======== Text passage ========
The first GTM plan is the repeatable GTM engineer onboarding script. It infers from Memory Store, website research, Gmail, and Google Calendar first, then asks only unresolved blockers. The reusable planning questions live in plugins/gtm-agent/skills/campaign-setup/references/onboarding-questions.md, the GTM plan contract lives in plugins/gtm-agent/skills/campaign-setup/references/gtm-plan.md, and agents can print the GTM plan skeleton with plugins/gtm-agent/skills/campaign-setup/scripts/render_gtm_plan_template.py.

Autopilot is the point of GTM Agent, but it is precise rather than vague. A user engineers the campaign once: offer, sender, ICP cells, signal sources, proof path, CTA, send ramp, stop conditions, routine specs, canonical briefs, and background-worker graph. During that conversation, GTM Agent also distills durable operating memory: rules, preferences, constraints, approval policies, connector expectations, persona decisions, sourcing gates, sparse brief deltas, and skill-improvement candidates. After approval, the host can run recurring goal-scoped automations that spawn bounded workers: daily Websets/monitor review, Gmail reply scan, followup check, daily digest, and weekly Memory Store learning summary. Start with a small ramp, record outcomes, and let future runs use those learnings instead of re-asking or re-sourcing from scratch.
========
What is required
According to the text on GTM Agent, which sources does the GTM engineer onboarding script infer from before it asks about unresolved blockers? The records come from a source separate from the text.
======== Data for review ========
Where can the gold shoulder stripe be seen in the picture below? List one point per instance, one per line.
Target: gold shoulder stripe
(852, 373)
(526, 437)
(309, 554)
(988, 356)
========
Solution to this task
Memory Store, website research, Gmail, and Google Calendar.